• _Data excerpts_:
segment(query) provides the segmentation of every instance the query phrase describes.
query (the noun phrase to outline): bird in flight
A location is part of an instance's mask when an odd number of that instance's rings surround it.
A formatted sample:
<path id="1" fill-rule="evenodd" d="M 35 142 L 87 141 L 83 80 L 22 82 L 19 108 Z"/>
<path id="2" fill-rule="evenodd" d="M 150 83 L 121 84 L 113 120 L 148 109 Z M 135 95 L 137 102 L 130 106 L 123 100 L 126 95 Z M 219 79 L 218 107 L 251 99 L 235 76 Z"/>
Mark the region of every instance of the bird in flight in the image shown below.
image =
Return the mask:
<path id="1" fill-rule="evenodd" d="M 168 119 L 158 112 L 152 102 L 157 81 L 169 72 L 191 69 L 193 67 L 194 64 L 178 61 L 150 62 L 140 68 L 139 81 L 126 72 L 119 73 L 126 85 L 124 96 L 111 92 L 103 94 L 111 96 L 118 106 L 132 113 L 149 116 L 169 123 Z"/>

• _What this task involves_:
Please recast the rows above as a numbered list, leaving out any blank lines.

• _Response to the task_:
1. segment(query) provides the segmentation of every instance the query phrase describes.
2. query (the noun phrase to outline): bird in flight
3. A location is part of an instance's mask when an odd number of that instance's rings surround it.
4. A formatted sample:
5. <path id="1" fill-rule="evenodd" d="M 35 142 L 87 141 L 83 80 L 22 82 L 19 108 Z"/>
6. <path id="2" fill-rule="evenodd" d="M 150 83 L 121 84 L 113 120 L 148 109 Z M 135 95 L 137 102 L 130 106 L 123 100 L 126 95 Z M 219 79 L 218 107 L 251 99 L 235 76 Z"/>
7. Mark the region of every instance of the bird in flight in the image shown below.
8. image =
9. Return the mask:
10. <path id="1" fill-rule="evenodd" d="M 168 119 L 158 112 L 152 102 L 157 81 L 169 72 L 191 69 L 193 67 L 194 64 L 178 61 L 150 62 L 140 68 L 139 81 L 126 72 L 119 73 L 126 85 L 124 96 L 111 92 L 103 94 L 111 96 L 118 106 L 132 113 L 149 116 L 169 123 Z"/>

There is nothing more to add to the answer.